_Entries from a pointing dataset_
-=-=-

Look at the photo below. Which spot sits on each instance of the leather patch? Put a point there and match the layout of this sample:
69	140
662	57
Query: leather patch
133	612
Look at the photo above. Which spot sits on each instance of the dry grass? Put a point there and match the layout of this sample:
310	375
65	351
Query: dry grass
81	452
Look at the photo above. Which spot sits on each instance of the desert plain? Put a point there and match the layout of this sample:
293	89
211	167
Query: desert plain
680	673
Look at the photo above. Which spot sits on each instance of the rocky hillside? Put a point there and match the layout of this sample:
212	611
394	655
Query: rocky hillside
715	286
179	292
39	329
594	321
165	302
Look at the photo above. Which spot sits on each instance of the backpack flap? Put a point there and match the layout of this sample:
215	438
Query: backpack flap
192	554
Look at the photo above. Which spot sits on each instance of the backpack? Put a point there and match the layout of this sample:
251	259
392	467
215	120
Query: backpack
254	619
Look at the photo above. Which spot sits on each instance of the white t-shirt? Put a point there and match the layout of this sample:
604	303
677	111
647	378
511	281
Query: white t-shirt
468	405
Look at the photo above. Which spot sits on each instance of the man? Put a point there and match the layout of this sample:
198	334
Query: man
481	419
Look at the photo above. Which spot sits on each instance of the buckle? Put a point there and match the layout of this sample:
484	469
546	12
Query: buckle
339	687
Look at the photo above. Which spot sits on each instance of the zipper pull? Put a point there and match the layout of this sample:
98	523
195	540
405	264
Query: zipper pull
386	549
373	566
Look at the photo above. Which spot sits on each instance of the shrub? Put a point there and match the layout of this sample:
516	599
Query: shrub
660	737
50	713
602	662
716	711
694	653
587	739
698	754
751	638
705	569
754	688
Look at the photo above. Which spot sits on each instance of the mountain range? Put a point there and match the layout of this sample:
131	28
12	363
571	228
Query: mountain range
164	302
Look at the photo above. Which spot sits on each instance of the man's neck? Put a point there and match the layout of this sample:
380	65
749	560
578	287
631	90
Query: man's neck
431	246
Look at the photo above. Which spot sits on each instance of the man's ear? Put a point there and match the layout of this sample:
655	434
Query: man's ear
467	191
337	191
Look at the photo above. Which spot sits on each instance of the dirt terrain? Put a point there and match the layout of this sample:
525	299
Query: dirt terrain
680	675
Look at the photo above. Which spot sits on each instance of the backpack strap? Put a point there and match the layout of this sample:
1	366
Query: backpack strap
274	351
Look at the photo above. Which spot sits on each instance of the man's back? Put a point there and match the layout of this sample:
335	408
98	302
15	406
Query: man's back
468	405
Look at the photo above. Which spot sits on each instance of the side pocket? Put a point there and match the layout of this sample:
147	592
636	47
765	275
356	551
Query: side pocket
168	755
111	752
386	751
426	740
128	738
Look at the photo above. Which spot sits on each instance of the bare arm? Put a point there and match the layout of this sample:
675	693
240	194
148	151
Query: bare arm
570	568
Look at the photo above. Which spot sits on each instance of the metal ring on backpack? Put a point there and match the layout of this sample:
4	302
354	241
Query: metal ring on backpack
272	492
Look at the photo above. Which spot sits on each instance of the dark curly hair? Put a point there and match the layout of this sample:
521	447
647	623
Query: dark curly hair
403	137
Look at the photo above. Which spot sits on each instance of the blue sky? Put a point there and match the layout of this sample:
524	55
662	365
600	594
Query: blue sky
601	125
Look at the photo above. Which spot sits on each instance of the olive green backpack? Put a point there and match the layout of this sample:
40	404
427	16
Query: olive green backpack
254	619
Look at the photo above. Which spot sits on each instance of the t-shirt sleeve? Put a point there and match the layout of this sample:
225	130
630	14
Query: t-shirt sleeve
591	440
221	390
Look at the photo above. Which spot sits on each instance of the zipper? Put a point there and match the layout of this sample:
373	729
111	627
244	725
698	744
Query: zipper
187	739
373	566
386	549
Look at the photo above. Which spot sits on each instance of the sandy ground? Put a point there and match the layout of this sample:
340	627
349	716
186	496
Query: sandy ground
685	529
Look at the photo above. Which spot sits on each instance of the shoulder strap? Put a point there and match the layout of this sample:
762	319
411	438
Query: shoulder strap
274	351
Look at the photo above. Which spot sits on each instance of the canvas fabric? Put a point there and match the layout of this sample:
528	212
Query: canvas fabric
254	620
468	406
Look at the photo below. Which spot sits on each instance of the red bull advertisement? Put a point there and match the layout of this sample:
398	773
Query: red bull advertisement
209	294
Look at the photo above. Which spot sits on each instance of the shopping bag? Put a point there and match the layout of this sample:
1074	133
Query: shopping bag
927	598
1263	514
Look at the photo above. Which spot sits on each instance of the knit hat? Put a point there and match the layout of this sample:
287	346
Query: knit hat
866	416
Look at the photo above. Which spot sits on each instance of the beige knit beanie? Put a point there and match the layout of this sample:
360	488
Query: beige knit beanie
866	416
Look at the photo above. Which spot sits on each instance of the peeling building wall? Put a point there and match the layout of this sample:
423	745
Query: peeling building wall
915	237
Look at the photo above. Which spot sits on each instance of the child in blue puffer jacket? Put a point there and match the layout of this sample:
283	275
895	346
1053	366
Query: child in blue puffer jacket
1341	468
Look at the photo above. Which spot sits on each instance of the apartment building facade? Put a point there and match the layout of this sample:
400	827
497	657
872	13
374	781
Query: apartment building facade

-=-=-

_PROBLEM STATEMENT_
Can you copy all of the records above word for word, keeping every line unchanged?

_COMPLETE RESPONSE_
Look at the photo below. Which spot sits on each instance of the leather patch? Put a point there and match the layout of this sample:
69	140
662	57
Query: leather patch
133	612
Look at the photo above. Which spot sits on each instance of the dry grass? Put a point there and match the layout of this sample:
310	375
65	351
Query: dry grass
81	452
Look at the photo above. Which spot sits on each instance of the desert plain? Put a point there and match the layout of this sample:
293	89
211	167
Query: desert plain
680	673
Look at the photo above. Which spot sits on each instance of the rocky hillside? Put a point there and match the layout of this sample:
212	611
394	655
Query: rocky hillside
715	286
179	292
39	329
594	321
165	302
Look at the photo above. Which spot sits on each instance of the backpack flap? Put a point there and match the layout of this sample:
215	438
Query: backpack flap
192	554
Look at the photo above. Which spot sits on each instance of the backpack? Put a point there and match the layout of this sample:
251	259
392	467
215	120
Query: backpack
254	619
Look at the photo above. Which spot sits on each instance of the white t-shirt? Put a point there and match the layout of this sample:
604	303
677	111
647	378
511	281
Query: white t-shirt
468	405
Look at the photo above. Which spot sits on each instance of the man? Put a point there and match the layout of this sample:
198	334
Query: man
481	419
Look at the photo above. Which spot sits on each instance of the buckle? Put a point there and match the layout of this sample:
484	469
546	12
Query: buckle
339	687
Look at the photo above. Which spot sits on each instance of the zipper pull? Put a point there and match the layout of this sample:
98	523
195	540
405	264
Query: zipper pull
386	549
373	566
Look at the photo above. Which spot sits on each instance of the shrub? Put a point there and match the layout of this sample:
516	599
Query: shrub
660	737
50	713
602	662
716	711
694	653
587	739
698	754
751	638
705	569
754	688
Look at the photo above. Which spot sits on each instance of the mountain range? Put a point there and match the layout of this sample:
131	28
12	363
571	228
Query: mountain range
164	302
Look at the photo above. Which spot sits on each instance of the man's neck? Put a point there and match the layout of this sample:
380	65
749	560
578	287
631	90
Query: man's neck
431	246
Look at the photo above. Which spot sits on each instance of the man's ear? Put a point there and match the layout of this sample:
655	434
Query: man's ear
467	191
337	191
Look at the photo above. Which spot sits on each instance of the dirt terrain? Put a point there and match the layout of this sample:
525	299
Query: dirt terrain
680	675
Look at the photo above. Which spot sits on each instance of the backpack strap? Put a point there and match the layout of this sample:
1	366
Query: backpack strap
274	351
Look at the photo above. Which spot sits on each instance of the man's back? Put a point there and match the layout of this sample:
335	408
98	302
15	406
Query: man's back
468	405
Look at the photo above. Which spot sits on each instance of the side pocket? Put a point there and match the layout of this sample:
147	592
636	47
765	275
356	551
Query: side pocket
168	755
111	752
386	751
426	740
128	738
Look at the photo above. Which spot sits on each instance of the bare arm? Put a point there and match the layout of this sample:
675	693
240	194
148	151
Query: bare arm
570	568
Look at the photo above. Which spot sits on each instance of the metal ring on backpack? Put a point there and match the layout of this sample:
4	302
354	241
Query: metal ring on backpack
272	492
Look at the photo above. Which spot sits on each instance of the dark curly hair? Put a point there and match the layout of this sample:
521	447
647	623
Query: dark curly hair
403	137
Look at the photo above. Which spot sits on each instance of the blue sky? Put a point there and match the layout of this sample:
524	55
662	365
600	594
Query: blue sky
601	125
Look at the photo above. Which spot sits on each instance of the olive green backpack? Put a point there and match the layout of this sample:
40	404
427	16
Query: olive green backpack
254	619
Look at the photo above. Which spot sits on each instance of the t-shirt sleeve? Put a point there and match the layout of this sample:
225	130
630	14
Query: t-shirt sleeve
591	440
221	390
Look at the photo above. Which spot sits on each instance of the zipper? Put a point there and match the layout of this sample:
373	729
111	627
244	725
698	744
Query: zipper
187	739
373	566
386	549
Look at the photo above. Which spot sits on each instance of the sandy ground? Put a point there and match the layout of this sample:
340	627
349	716
186	496
Query: sandy ground
685	529
Look at the photo above. Which spot sits on each instance of the shoulder strap? Put a point there and match the layout of this sample:
762	319
411	438
Query: shoulder strap
274	351
Look at the photo above. Which spot sits on each instance of the canvas fabric? Put a point there and match the layout of this sample:
528	212
Query: canvas fabric
254	620
468	406
Look at the photo below. Which spot sits on each instance of the red bull advertisement? Put a point there and match the layout of this sample:
398	773
Query: red bull advertisement
209	294
Look at the photo above. Which spot sits on each instance of the shopping bag? Put a point there and match the layout of this sample:
1074	133
Query: shopping bag
927	598
1263	514
Look at the photo above. Which spot sits on each instance of the knit hat? Put a point there and match the layout of this sample:
287	346
Query: knit hat
866	416
Look at the photo above. Which spot sits on each instance of the beige knit beanie? Put a point there and match the layout of this sample:
360	488
Query: beige knit beanie
866	416
Look at the photo above. Which spot sits on each instance of the peeling building wall? Put a point there and match the layout of this sample:
423	745
Query: peeling building wall
915	237
Look at the photo above. Which spot sits on each instance of the child in blue puffer jacket? Put a point there and match the layout of this sample:
283	275
895	346
1053	366
Query: child in blue puffer jacket
1341	468
Look at the photo above. Which spot sits on each instance of the apartment building facade? Put a point there and match the layout of this sample:
400	827
497	657
872	13
374	781
Query: apartment building facade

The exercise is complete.